**Lesetext:**
* * * * * * *
Der EU-Mitgliedstaat S hält die erlassenen Gesetze für europarechtswidrig. Dass die Bezeichnung der Abgabe als Ausländer-Maut nicht mehr verwendet werde, ändere nichts daran, dass eine einseitige und unzulässige Belastung ausländischer Autofahrer vorliege. Auch verteuere die Maut den grenzüberschreitenden Verkehr mit Waren und Dienstleistungen, was mit dem Binnenmarkt unvereinbar sei. Dem hält die Bundesregierung entgegen, bei der Infrastrukturabgabe würden Ausländer sogar günstiger gestellt, weil Deutsche für jeden zugelassenen Pkw den vollen Jahresbetrag zahlen müssten, während Ausländer nur für die Zeit der Benutzung der Straßen mautpflichtig sind. Was die Ermäßigung der Kfz-Steuer betrifft, sei das eine rein innerdeutsche Angelegenheit und habe keine Auswirkung auf ausländische Autofahrer. Die beanstandete Verteuerung des Verkehrs sei so geringfügig, dass sie unter die Bagatellgrenze falle.

Die EU-Kommission schloss sich zunächst der Meinung von S an, gab eine Stellungnahme ab und leitete ein Vertragsverletzungsverfahren gegen Deutschland ein. Als die Bundesregierung zusagte, die Preise für die Ausländer-Vignetten herabzusetzen, verfolgte die Kommission das Verfahren nicht weiter. Nunmehr hat der Staat S Klage vor dem EuGH gegen die BR Deutschland erhoben. Wie wird der EuGH entscheiden? Hinweis für die Bearbeitung: Es sind nur die Verstöße gegen EU-Recht zu prüfen, die S in seinem Vorbringen angesprochen hat.
* * * * * * *
**Gegebene Zeilen:**
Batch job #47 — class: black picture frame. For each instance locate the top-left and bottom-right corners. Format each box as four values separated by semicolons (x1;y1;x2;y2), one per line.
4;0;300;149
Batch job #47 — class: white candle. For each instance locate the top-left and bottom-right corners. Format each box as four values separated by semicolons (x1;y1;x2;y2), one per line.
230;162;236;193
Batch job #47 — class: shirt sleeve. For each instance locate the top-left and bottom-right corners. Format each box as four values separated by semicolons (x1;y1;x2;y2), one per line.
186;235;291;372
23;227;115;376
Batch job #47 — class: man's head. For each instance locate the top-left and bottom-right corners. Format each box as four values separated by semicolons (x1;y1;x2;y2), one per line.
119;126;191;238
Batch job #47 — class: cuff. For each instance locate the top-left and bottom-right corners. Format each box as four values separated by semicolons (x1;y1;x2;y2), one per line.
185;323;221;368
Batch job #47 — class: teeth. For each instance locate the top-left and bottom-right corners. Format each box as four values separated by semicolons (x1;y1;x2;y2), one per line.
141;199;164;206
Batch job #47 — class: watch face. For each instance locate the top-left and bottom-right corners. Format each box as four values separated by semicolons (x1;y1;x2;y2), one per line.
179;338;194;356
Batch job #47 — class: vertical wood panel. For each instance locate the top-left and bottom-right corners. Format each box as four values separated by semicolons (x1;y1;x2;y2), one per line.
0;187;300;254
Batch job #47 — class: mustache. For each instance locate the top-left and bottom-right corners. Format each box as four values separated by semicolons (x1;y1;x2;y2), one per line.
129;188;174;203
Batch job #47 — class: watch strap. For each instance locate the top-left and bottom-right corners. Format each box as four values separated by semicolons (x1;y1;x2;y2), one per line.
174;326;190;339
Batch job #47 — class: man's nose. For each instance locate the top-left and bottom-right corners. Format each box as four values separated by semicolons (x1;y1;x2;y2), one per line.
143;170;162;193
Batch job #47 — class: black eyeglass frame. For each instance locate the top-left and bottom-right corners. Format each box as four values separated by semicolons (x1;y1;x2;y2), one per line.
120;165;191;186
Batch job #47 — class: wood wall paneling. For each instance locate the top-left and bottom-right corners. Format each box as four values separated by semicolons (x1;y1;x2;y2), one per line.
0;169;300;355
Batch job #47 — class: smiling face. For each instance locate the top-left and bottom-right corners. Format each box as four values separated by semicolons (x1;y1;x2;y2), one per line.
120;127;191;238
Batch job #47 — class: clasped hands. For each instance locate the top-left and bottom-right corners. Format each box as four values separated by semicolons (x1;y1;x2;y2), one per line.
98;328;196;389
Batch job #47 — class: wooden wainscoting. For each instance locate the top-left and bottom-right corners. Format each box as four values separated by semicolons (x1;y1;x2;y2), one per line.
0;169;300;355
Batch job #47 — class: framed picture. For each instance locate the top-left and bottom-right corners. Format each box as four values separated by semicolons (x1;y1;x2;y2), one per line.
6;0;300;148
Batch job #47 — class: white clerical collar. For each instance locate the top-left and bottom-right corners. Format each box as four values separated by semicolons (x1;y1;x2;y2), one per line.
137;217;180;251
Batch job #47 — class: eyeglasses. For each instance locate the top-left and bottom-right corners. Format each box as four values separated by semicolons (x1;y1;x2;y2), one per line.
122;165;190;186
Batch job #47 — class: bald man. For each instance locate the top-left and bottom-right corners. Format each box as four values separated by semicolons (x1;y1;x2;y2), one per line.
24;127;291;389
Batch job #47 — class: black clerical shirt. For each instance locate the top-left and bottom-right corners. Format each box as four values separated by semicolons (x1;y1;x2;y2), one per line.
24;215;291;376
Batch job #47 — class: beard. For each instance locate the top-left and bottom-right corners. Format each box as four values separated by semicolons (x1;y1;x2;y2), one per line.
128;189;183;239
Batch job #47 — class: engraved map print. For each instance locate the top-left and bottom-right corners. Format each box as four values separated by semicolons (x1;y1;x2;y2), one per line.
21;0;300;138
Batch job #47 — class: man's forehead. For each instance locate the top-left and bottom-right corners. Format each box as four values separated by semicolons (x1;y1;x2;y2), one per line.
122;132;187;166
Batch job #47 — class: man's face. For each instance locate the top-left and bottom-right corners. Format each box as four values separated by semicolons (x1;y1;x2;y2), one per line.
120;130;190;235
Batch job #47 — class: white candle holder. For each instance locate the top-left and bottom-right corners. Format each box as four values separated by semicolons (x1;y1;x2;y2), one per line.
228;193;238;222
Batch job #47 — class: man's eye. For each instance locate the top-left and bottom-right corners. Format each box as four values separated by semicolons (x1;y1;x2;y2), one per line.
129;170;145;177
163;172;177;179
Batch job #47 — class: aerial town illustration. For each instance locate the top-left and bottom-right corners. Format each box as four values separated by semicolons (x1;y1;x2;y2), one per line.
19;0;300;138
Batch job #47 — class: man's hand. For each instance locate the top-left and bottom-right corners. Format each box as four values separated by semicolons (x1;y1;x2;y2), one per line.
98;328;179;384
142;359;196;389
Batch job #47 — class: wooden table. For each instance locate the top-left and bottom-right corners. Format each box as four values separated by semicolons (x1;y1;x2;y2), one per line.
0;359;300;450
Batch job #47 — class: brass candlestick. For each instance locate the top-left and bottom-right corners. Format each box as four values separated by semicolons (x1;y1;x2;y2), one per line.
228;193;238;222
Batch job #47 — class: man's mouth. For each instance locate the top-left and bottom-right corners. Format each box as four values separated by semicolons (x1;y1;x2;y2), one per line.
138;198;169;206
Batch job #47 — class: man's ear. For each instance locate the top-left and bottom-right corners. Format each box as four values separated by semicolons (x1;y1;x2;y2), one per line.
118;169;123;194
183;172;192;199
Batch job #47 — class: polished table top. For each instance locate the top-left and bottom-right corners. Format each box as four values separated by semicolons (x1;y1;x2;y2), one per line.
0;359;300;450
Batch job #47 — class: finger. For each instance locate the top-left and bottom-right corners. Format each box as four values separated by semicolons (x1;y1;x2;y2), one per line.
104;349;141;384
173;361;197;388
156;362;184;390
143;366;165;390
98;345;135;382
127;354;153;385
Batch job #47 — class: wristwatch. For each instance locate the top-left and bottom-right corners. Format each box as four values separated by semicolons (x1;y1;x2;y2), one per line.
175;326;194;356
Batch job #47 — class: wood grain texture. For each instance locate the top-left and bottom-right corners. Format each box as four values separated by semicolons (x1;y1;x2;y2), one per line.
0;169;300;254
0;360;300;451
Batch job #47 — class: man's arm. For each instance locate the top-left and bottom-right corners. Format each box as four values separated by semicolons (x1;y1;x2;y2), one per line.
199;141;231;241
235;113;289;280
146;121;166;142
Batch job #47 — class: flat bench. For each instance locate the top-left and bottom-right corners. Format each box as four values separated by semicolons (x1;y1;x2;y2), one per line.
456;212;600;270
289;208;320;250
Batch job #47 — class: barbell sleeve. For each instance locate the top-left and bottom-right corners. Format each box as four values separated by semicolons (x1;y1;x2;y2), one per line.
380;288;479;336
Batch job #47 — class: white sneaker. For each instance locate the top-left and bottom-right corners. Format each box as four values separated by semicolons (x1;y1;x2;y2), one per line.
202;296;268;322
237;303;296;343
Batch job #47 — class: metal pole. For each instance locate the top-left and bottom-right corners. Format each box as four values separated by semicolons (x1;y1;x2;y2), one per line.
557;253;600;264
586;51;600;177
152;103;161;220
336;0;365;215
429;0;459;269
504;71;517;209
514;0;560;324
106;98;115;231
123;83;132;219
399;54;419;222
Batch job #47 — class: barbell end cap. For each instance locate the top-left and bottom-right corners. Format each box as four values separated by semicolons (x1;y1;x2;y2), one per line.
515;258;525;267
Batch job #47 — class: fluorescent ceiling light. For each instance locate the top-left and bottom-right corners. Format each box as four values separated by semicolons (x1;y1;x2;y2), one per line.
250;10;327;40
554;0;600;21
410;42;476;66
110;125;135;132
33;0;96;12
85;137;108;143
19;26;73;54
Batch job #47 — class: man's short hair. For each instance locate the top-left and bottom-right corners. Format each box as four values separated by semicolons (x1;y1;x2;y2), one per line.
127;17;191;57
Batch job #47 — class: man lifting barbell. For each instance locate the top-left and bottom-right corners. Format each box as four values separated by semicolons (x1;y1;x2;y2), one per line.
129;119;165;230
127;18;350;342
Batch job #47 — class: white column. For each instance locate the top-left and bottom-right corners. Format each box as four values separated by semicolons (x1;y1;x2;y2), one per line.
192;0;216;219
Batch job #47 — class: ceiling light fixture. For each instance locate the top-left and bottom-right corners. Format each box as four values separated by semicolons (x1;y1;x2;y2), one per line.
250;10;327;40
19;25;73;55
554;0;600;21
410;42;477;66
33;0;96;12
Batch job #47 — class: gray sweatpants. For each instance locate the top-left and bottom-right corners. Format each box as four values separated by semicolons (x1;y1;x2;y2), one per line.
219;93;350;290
* * * * * * *
**Aufgabenstellung:**
Schreiben Sie im Lesetext alles von "Die EU-Kommission schloss" bis hinunter zu "Vorbringen angesprochen hat." neu und ersetzen Sie dabei "EuGH" durch "Gerichtshof der Europäischen Union".

**Lösung:**
Die EU-Kommission schloss sich zunächst der Meinung von S an, gab eine Stellungnahme ab und leitete ein Vertragsverletzungsverfahren gegen Deutschland ein. Als die Bundesregierung zusagte, die Preise für die Ausländer-Vignetten herabzusetzen, verfolgte die Kommission das Verfahren nicht weiter. Nunmehr hat der Staat S Klage vor dem Gerichtshof der Europäischen Union gegen die BR Deutschland erhoben. Wie wird der Gerichtshof der Europäischen Union entscheiden? Hinweis für die Bearbeitung: Es sind nur die Verstöße gegen EU-Recht zu prüfen, die S in seinem Vorbringen angesprochen hat.